What to do :: Please state how much Once Upon a Time in Hollywood has grossed worldwide, according to the article about Tarantino and China.

Supplied text ::
-- Opening Marker --

Movies

Good For Quentin Tarantino For Not Caving In To The Chinese For Cuts On ‘Once Upon A Time In Hollywood’

Good for Quentin Tarantino, for not capitulating to the Chinese government and marginalizing his film Once Upon a Time in Hollywood, declining to trim scenes of violence, or the one that featured Bruce Lee sparring with Brad Pitt’s stuntman character. It seemed a non-starter that the filmmaker would cave when China informed Sony is was pulling the film at the last minute from Chinese theaters. After all, Tarantino has final cut on his films, which Sony Pictures and Bona Film Group well knew when they acquired the picture after The Weinstein Company cratered. Tarantino’s film has grossed $366 million worldwide, and they can live without the China box office, particularly when the film’s backers would only reap 25 cents on the dollar.

Once Upon A Time In Hollywood

I’m told that Sony didn’t try to force Tarantino to capitulate and if that is true, good for the film studio for showing some spine. Where is the sanctity of a filmmaker’s vision? The head of China’s propaganda department has apparently been raising alarm bells over the violence in the film, and the depiction of the iconic martial artist, for weeks.

I was beginning to think there was no room for mavericks anymore, this after the fiery Kurt Sutter got fired from his series creation Mayans MC yesterday. I think that the PC press narrative in the U.S. about Tarantino’s depiction of Bruce Lee wasn’t helpful, as it was presented like an affront to diversity. That gave it momentum it perhaps didn’t deserve, fomenting the idea that presenting Lee or any other deceased cultural icon as anything less than a deity is perilous for a filmmaker.

The fact is, of course Lee would have been cocky, and had a chip on his shoulder. He would need it to get as far as he did at a time when Hollywood was so anti-Asian that ABC cast a white man, David Carradine, instead of Lee in Kung Fu, the series that Lee helped develop as a vehicle for himself.

-- Closing Marker --

Data excerpts ::

-- Opening Marker --

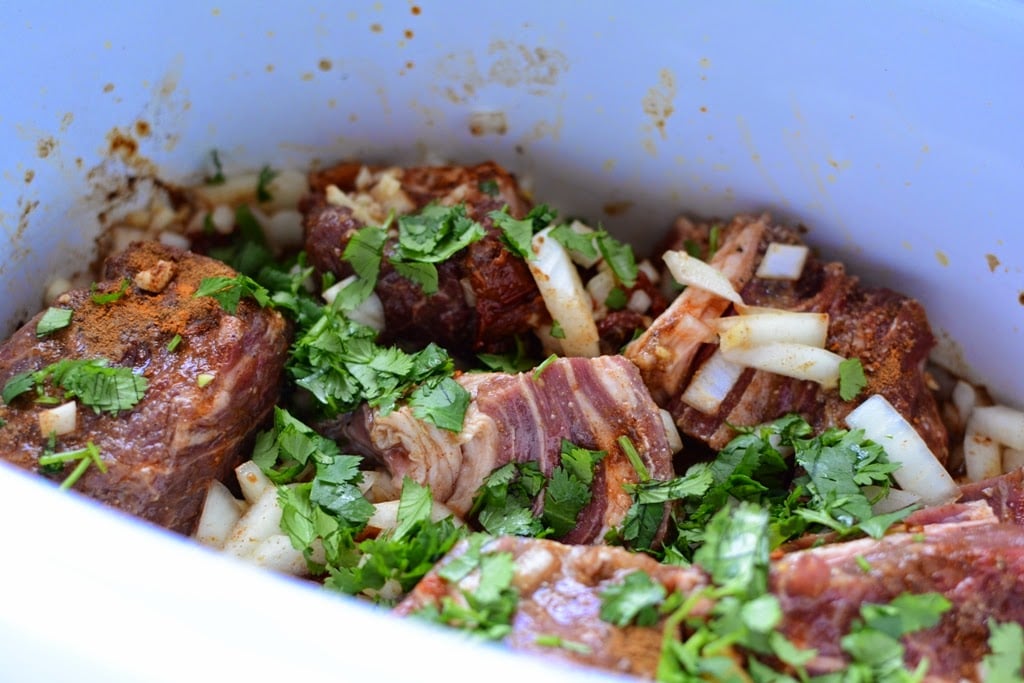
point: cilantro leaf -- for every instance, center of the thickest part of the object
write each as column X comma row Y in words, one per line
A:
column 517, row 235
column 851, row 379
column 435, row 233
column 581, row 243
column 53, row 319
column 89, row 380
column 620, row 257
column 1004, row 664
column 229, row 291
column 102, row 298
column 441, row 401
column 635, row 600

-- Closing Marker --
-- Opening Marker --

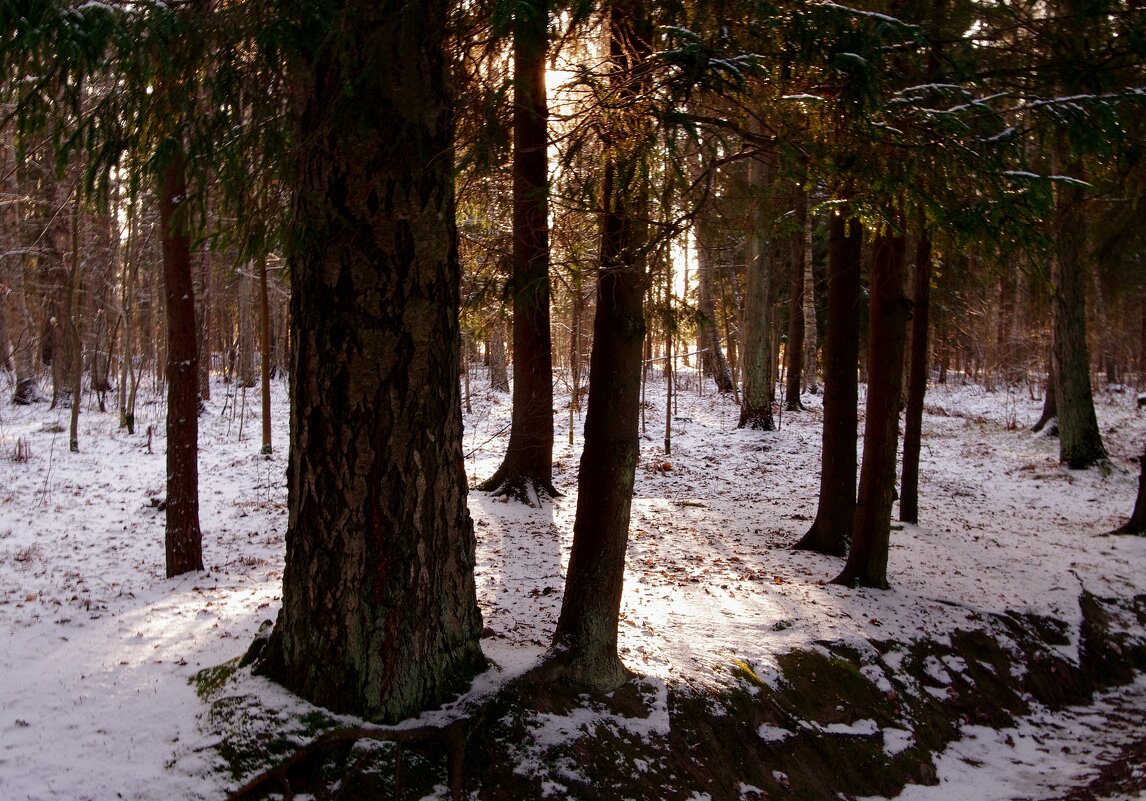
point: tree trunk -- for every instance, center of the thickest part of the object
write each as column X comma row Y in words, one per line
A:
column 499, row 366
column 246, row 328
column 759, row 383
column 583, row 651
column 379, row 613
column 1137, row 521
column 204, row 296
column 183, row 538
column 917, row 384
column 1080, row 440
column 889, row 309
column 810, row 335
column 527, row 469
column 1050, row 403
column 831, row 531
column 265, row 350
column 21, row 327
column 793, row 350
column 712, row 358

-- Closing Marker --
-- Opening Marker --

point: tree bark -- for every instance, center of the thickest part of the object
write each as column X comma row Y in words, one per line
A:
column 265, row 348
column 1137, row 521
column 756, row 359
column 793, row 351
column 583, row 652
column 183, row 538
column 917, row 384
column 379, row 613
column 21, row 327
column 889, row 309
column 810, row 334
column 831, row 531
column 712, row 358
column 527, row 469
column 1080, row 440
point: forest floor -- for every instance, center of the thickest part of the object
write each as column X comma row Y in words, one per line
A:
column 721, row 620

-- Closing Marker --

Response :: $366 million